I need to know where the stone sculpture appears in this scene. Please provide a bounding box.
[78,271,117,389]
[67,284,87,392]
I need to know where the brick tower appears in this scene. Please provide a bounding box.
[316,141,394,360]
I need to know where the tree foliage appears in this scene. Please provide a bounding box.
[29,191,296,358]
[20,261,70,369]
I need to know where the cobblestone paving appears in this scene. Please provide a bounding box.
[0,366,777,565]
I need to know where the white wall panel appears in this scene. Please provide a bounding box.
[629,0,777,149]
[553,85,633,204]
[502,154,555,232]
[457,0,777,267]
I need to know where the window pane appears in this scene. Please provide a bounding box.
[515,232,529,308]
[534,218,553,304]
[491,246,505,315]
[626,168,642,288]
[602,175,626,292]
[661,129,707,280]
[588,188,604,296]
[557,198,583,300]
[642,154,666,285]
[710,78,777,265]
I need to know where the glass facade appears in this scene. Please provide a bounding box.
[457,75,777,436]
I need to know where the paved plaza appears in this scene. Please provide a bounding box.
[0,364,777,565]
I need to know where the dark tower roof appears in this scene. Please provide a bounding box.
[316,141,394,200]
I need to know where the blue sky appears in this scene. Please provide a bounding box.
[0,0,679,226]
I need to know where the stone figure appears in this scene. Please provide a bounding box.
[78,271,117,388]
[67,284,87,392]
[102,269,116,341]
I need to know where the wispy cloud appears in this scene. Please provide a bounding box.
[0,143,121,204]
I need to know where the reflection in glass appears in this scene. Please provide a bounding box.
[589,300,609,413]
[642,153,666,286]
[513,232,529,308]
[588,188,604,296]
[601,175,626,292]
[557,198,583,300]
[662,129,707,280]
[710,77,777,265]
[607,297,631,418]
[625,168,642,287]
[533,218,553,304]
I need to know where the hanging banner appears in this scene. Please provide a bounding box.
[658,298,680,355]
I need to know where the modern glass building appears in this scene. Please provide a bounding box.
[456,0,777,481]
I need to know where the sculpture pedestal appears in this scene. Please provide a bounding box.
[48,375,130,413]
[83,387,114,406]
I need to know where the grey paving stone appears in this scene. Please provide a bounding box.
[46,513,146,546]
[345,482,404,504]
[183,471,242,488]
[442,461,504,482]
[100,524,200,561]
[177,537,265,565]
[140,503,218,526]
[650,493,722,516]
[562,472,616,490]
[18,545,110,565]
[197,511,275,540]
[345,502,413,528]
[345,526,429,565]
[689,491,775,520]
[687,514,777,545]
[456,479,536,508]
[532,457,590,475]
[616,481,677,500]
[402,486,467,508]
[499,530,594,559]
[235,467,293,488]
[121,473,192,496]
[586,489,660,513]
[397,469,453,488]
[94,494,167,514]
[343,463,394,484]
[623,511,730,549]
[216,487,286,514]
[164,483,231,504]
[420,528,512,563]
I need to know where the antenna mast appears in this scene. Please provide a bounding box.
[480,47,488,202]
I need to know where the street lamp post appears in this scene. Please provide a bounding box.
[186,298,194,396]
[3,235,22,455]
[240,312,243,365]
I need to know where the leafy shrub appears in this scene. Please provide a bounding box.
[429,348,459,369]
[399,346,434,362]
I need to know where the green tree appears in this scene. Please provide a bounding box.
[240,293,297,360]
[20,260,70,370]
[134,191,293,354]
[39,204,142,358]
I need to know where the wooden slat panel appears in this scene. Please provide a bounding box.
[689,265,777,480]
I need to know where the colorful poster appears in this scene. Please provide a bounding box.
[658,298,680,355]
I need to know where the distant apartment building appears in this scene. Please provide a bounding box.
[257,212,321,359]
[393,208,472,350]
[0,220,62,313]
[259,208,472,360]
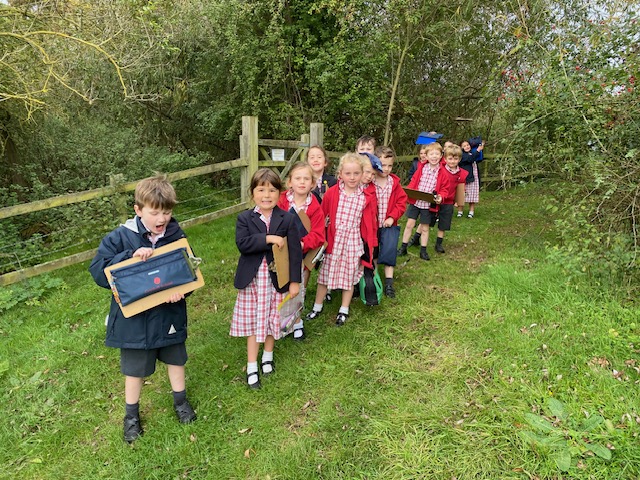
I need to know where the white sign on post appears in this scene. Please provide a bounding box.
[271,148,284,162]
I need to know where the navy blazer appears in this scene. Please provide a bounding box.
[233,207,302,293]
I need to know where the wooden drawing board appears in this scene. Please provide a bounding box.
[272,237,289,288]
[456,183,464,207]
[104,238,204,318]
[403,187,435,203]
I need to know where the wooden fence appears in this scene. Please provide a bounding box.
[0,116,538,286]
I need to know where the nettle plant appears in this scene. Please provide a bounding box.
[519,398,615,472]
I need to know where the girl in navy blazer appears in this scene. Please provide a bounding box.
[229,168,302,388]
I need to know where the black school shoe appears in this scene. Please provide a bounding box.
[384,285,396,298]
[173,398,196,423]
[336,313,349,327]
[123,415,144,443]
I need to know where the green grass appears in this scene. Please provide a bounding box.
[0,183,640,479]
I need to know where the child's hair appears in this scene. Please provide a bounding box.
[356,135,376,150]
[288,162,313,180]
[444,145,462,159]
[420,142,442,153]
[249,168,282,194]
[374,145,396,160]
[134,175,178,210]
[338,152,369,173]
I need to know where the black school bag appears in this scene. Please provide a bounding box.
[359,267,382,307]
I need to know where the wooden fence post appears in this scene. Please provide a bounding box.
[240,116,258,202]
[309,123,324,147]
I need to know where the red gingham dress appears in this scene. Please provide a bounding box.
[464,162,480,203]
[229,207,287,343]
[318,182,365,290]
[374,176,393,227]
[415,164,440,209]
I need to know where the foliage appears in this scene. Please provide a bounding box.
[498,1,640,283]
[0,275,68,314]
[520,397,615,472]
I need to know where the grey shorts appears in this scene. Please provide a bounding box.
[120,342,188,378]
[407,205,435,225]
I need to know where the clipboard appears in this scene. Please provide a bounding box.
[104,238,204,318]
[271,237,289,288]
[402,187,436,204]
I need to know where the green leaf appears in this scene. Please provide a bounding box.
[585,443,611,460]
[547,397,569,421]
[582,415,604,432]
[554,448,571,472]
[524,413,555,432]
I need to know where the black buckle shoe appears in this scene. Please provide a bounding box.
[336,313,349,327]
[173,398,196,423]
[123,415,144,443]
[384,285,396,298]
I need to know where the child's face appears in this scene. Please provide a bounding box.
[289,167,313,195]
[133,205,172,235]
[251,183,280,213]
[376,156,393,178]
[444,154,460,170]
[427,148,442,166]
[338,162,363,190]
[362,159,375,185]
[307,148,327,177]
[357,142,376,153]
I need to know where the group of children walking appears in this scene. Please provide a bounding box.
[90,136,478,443]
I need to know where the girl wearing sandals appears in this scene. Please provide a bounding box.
[278,162,325,340]
[229,168,302,388]
[306,152,378,326]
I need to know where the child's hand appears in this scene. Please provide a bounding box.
[267,235,284,249]
[167,293,184,303]
[133,247,153,262]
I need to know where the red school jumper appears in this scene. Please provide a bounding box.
[278,190,325,257]
[321,182,378,268]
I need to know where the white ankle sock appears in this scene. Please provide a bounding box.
[293,320,304,338]
[262,351,273,373]
[247,362,259,385]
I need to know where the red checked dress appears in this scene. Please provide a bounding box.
[229,207,287,343]
[318,182,365,290]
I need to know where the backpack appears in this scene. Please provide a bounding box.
[359,267,383,307]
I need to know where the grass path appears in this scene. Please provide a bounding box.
[0,184,640,479]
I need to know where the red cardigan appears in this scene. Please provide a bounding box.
[278,190,325,254]
[322,182,378,268]
[436,166,468,205]
[407,161,444,205]
[379,173,408,226]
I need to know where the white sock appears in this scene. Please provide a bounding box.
[247,362,259,385]
[262,350,273,373]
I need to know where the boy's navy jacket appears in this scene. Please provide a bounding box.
[233,207,302,293]
[89,216,187,350]
[458,149,484,183]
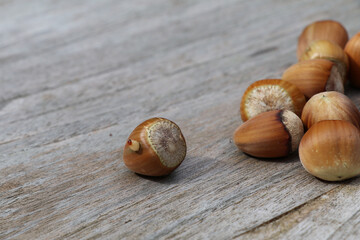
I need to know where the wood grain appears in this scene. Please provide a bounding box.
[0,0,360,239]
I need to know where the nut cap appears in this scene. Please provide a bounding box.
[123,118,186,176]
[240,79,306,122]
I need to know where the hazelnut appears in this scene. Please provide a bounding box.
[299,120,360,181]
[301,91,360,128]
[240,79,306,122]
[233,110,304,158]
[123,118,186,176]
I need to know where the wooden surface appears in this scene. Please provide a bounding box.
[0,0,360,239]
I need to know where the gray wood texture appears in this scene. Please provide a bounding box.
[0,0,360,239]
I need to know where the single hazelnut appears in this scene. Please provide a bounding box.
[300,40,349,84]
[123,118,186,176]
[297,20,349,59]
[240,79,306,122]
[301,91,360,128]
[345,32,360,88]
[233,110,304,158]
[282,59,344,99]
[299,120,360,181]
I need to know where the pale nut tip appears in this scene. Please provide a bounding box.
[128,139,140,152]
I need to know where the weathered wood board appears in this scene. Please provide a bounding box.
[0,0,360,239]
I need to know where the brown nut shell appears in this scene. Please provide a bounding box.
[300,40,349,81]
[297,20,349,59]
[299,120,360,181]
[240,79,306,122]
[345,32,360,88]
[301,91,360,128]
[123,118,186,176]
[282,59,344,99]
[233,110,304,158]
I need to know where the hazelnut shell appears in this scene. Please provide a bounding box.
[299,120,360,181]
[240,79,306,122]
[297,20,349,59]
[345,32,360,88]
[282,59,344,99]
[233,110,304,158]
[301,91,360,128]
[123,118,186,176]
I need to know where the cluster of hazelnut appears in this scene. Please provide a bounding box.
[233,20,360,181]
[123,20,360,181]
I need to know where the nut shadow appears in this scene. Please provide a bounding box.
[243,150,300,163]
[134,156,218,185]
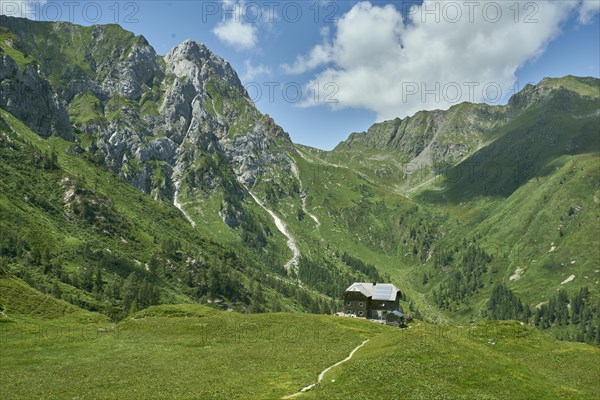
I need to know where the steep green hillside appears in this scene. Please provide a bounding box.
[0,16,600,350]
[298,77,600,341]
[0,105,342,318]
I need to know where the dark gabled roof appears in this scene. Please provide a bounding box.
[346,282,400,301]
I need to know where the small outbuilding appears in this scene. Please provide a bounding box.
[344,282,402,319]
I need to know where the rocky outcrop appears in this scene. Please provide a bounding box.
[0,55,73,140]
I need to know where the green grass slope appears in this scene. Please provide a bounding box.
[0,305,600,399]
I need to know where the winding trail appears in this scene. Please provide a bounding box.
[290,160,321,228]
[173,182,196,228]
[282,339,369,399]
[240,187,300,273]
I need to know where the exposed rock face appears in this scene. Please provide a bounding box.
[335,103,507,166]
[0,56,73,140]
[0,17,295,203]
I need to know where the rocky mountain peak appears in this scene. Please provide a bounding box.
[165,39,246,95]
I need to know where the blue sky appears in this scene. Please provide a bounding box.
[8,0,600,149]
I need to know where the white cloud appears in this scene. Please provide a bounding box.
[282,0,579,120]
[281,27,333,75]
[213,18,258,50]
[241,60,273,82]
[579,0,600,24]
[212,0,258,50]
[0,0,47,19]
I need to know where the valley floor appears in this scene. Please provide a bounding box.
[0,305,600,399]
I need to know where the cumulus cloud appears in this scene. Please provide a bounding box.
[213,19,258,50]
[579,0,600,24]
[212,0,258,50]
[0,0,47,19]
[281,27,333,75]
[282,0,592,120]
[241,60,273,82]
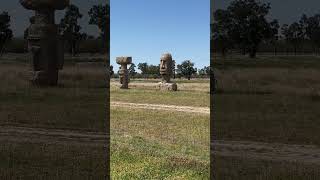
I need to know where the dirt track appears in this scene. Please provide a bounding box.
[0,126,320,165]
[0,126,107,146]
[213,141,320,165]
[110,102,210,114]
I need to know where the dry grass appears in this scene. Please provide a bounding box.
[0,62,108,179]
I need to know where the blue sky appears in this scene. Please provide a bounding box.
[110,0,210,70]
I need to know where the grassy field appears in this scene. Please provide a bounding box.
[0,60,210,179]
[0,61,108,179]
[110,77,210,179]
[213,56,320,180]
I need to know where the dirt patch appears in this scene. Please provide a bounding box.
[0,126,107,146]
[212,140,320,165]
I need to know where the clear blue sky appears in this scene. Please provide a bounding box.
[110,0,210,71]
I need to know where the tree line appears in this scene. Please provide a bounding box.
[211,0,320,58]
[0,4,110,56]
[110,60,210,80]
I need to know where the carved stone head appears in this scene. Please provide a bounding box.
[160,53,172,82]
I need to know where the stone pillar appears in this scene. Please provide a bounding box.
[116,57,132,89]
[20,0,69,86]
[159,53,178,91]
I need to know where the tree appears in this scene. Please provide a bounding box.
[177,60,197,80]
[138,63,148,75]
[0,12,13,56]
[88,4,110,50]
[213,0,277,58]
[281,22,304,55]
[211,9,232,57]
[60,4,85,56]
[128,63,137,78]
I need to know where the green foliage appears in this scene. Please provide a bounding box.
[88,4,110,52]
[177,60,197,80]
[212,0,279,58]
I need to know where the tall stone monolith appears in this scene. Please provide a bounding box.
[20,0,69,86]
[159,53,178,91]
[116,57,132,89]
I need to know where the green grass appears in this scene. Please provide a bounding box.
[110,85,210,107]
[111,108,210,179]
[212,56,320,180]
[0,142,108,180]
[0,62,108,180]
[212,55,320,69]
[213,65,320,145]
[0,64,107,131]
[215,156,320,180]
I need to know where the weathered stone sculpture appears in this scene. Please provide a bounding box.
[159,53,178,91]
[116,57,132,89]
[20,0,69,86]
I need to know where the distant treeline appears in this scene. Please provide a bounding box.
[110,60,210,80]
[211,0,320,58]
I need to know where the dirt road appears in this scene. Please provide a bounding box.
[0,126,320,165]
[213,140,320,165]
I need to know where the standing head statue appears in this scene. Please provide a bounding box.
[20,0,69,86]
[160,53,172,83]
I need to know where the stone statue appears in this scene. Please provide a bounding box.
[116,57,132,89]
[159,53,178,91]
[20,0,69,86]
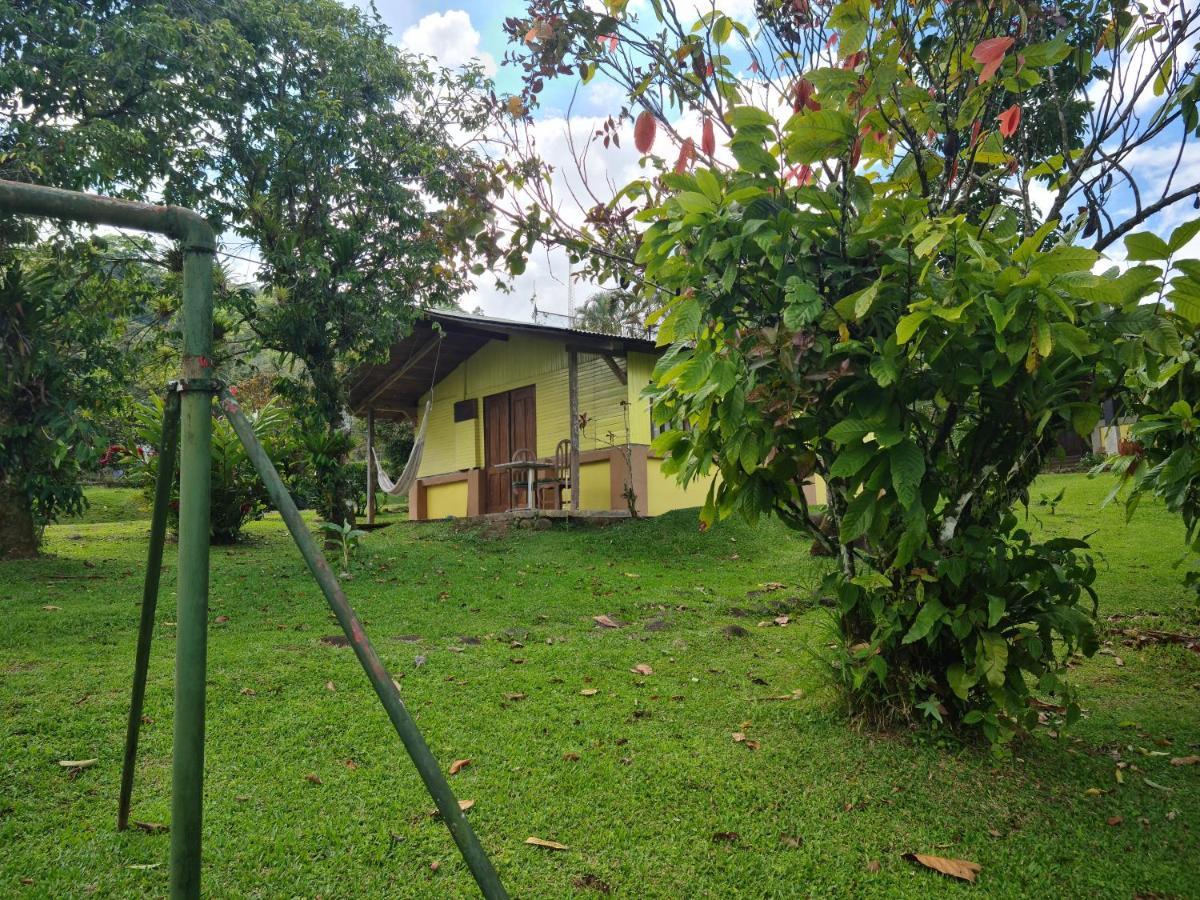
· · · · ·
DIRECTIONS:
Write out the records word for word, from the first line through the line that holds "[0,366,777,565]", inclusive.

EXERCISE OUTPUT:
I need to know where the stone sculpture appears in this scene. Please provide a bounding box.
[78,271,117,389]
[67,284,87,392]
I need to know where the brick tower appears in this scene. Please provide a bounding box.
[316,141,394,360]
I need to know where the tree foliage appears in this scene. Please provide a bounding box.
[29,191,296,358]
[20,261,70,369]
I need to know where the cobblestone paving appears in this scene. Please provide a bounding box.
[0,366,777,565]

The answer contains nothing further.